Exercise details
Convert the records below into a Markdown table with two columns, Row and Entry. Put a row number under Row and one line under Entry, skip blank lines, include every record, and omit the pictures.

Data supplied
»»

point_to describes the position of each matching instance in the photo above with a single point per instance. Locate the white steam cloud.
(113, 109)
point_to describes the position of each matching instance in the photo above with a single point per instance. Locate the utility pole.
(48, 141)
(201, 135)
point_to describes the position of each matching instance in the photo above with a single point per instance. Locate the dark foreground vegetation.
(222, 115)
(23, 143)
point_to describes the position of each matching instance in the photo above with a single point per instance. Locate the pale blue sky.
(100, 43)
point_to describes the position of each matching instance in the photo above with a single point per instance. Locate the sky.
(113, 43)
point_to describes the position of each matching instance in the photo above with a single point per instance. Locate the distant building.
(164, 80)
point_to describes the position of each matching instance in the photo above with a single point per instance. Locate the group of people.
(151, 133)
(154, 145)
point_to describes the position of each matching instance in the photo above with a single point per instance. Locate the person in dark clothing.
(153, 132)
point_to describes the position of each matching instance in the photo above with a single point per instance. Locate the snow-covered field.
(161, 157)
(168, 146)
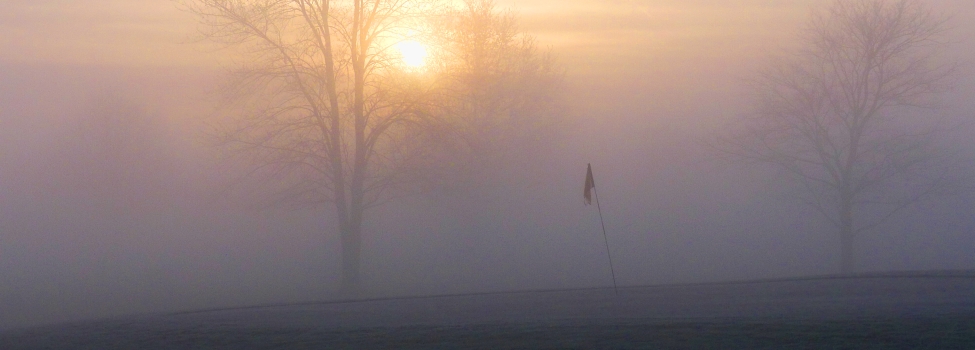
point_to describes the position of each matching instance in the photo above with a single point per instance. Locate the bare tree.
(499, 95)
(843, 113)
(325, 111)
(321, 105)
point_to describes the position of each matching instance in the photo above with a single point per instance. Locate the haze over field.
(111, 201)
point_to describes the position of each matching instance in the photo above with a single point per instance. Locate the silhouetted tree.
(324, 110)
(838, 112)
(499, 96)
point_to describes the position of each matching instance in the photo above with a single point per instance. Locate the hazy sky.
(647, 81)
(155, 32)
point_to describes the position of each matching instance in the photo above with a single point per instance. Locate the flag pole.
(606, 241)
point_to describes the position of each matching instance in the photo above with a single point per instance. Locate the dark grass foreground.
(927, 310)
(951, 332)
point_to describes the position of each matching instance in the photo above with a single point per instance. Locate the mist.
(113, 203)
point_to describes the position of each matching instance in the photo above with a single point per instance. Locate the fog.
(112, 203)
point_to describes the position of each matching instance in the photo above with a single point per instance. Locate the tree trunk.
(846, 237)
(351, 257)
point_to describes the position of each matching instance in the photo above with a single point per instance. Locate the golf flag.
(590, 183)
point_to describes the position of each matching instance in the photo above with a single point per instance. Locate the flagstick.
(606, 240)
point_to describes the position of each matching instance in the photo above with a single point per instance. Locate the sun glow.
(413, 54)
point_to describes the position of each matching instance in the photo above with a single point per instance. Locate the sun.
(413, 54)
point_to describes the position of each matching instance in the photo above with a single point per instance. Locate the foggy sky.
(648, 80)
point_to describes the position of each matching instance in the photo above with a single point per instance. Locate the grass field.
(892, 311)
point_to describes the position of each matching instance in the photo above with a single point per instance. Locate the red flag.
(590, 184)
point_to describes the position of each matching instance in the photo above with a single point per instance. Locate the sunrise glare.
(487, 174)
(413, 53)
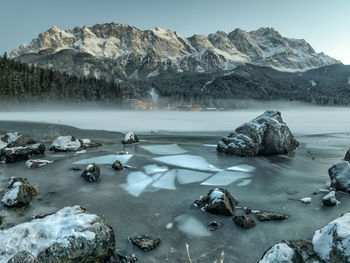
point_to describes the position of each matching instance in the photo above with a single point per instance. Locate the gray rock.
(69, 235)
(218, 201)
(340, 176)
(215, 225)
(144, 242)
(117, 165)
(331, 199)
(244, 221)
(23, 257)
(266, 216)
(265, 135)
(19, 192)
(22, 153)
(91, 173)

««

Written solution
| Row | Entry |
|---|---|
| 1 | point_to describes the position of each matching instance in the photo above with a single point per instance. Locate the white steam cloud. |
| 2 | (113, 109) |
| 3 | point_to describes the position of each matching instance in the photo above with a single point per instance. Locate the utility pole. |
| 4 | (48, 141) |
| 5 | (201, 135) |
| 6 | point_to describes the position of each matching instance in the photo above with a single point per instance. Locate the dark foreground vegetation. |
| 7 | (222, 115) |
| 8 | (23, 143) |
| 9 | point_to describes the position of each matching instance in the photo above with a single point per instance. Locate the pale blue sky. |
| 10 | (100, 43) |
| 11 | point_to describes the position of each matching instance in the photo above with a single point per instance. Locate the sky. |
| 12 | (113, 43) |
| 13 | point_to describes the position of each matching instance in the photo above with a single point per instance. Locate the distant building. |
| 14 | (164, 80) |
| 15 | point_to describes the position of each matching instance in the photo above with a single point per instance. Locate the group of people. |
| 16 | (151, 133) |
| 17 | (154, 145) |
| 18 | point_to describes the position of each matching instance in the photo above with a single point per instance. Locate the person in dark clothing. |
| 19 | (153, 132) |
| 20 | point_to describes the position of each matching instance in the photo above with a single point per instance. Locate the snow-covered field. |
| 21 | (161, 157) |
| 22 | (168, 146) |
| 23 | point_to describes the position of each matching instance in the photo above with a single point per instance. Locate the bare tree. |
| 24 | (499, 95) |
| 25 | (843, 113) |
| 26 | (325, 111) |
| 27 | (321, 105) |
| 28 | point_to describes the position of each matching instance in the photo above with a single point per instance. Locate the haze over field. |
| 29 | (111, 201) |
| 30 | point_to describes the position of each matching instance in the photo above with a single point per instance. Locate the silhouetted tree. |
| 31 | (324, 110) |
| 32 | (838, 112) |
| 33 | (499, 96) |
| 34 | point_to describes the position of each matching instance in the photo above with a single point per instance. Locate the hazy sky. |
| 35 | (647, 81) |
| 36 | (155, 32) |
| 37 | point_to describes the position of each matching instance in the photo above with a single point per instance. Locate the flag pole. |
| 38 | (606, 241) |
| 39 | point_to describes the position of each matching instance in the photo above with a single point per instance. Locate the dark grass foreground. |
| 40 | (927, 310) |
| 41 | (951, 332) |
| 42 | point_to describes the position of each matching instance in the photo above with a single point per instance. Locate the mist. |
| 43 | (113, 203) |
| 44 | point_to describes the position of each matching instance in the photo above with a single point per instance. Locate the fog. |
| 45 | (112, 203) |
| 46 | point_to describes the position of each matching instance in the photo above with a single point per instance. Locate the tree trunk. |
| 47 | (846, 237) |
| 48 | (351, 257) |
| 49 | point_to describes the position of each matching instance in the photo above with a single point per instance. Locate the golf flag. |
| 50 | (590, 183) |
| 51 | point_to describes the position of each matching instance in the photo above with a single point per instance. Locate the flagstick. |
| 52 | (606, 240) |
| 53 | point_to describes the position of each matching instance in the photo above with a single point per instance. Locate the sun glow. |
| 54 | (413, 54) |
| 55 | point_to describes the position of each matching instance in the photo above with a single point per instance. Locate the sun. |
| 56 | (413, 54) |
| 57 | point_to describes the position of each matching instance in the photo above with a single point per instance. Locate the foggy sky. |
| 58 | (648, 80) |
| 59 | point_to describes the position of each matching instance in the photo above with a single point per instance. Locate the grass field. |
| 60 | (892, 311) |
| 61 | point_to describes the position of each matching instance in the photo above with a single point per instance. Locate the red flag. |
| 62 | (590, 184) |
| 63 | point_to describes the position of each matching instance in the photo above with a single point per instance. Locate the sunrise glare. |
| 64 | (487, 174) |
| 65 | (413, 53) |
| 66 | point_to describes the position of each matching instance in the photo above with a single point per instance. Locate the gray rock. |
| 67 | (69, 235) |
| 68 | (218, 201) |
| 69 | (340, 176) |
| 70 | (215, 225) |
| 71 | (144, 242) |
| 72 | (117, 165) |
| 73 | (331, 199) |
| 74 | (244, 221) |
| 75 | (23, 257) |
| 76 | (266, 216) |
| 77 | (265, 135) |
| 78 | (19, 192) |
| 79 | (22, 153) |
| 80 | (91, 173) |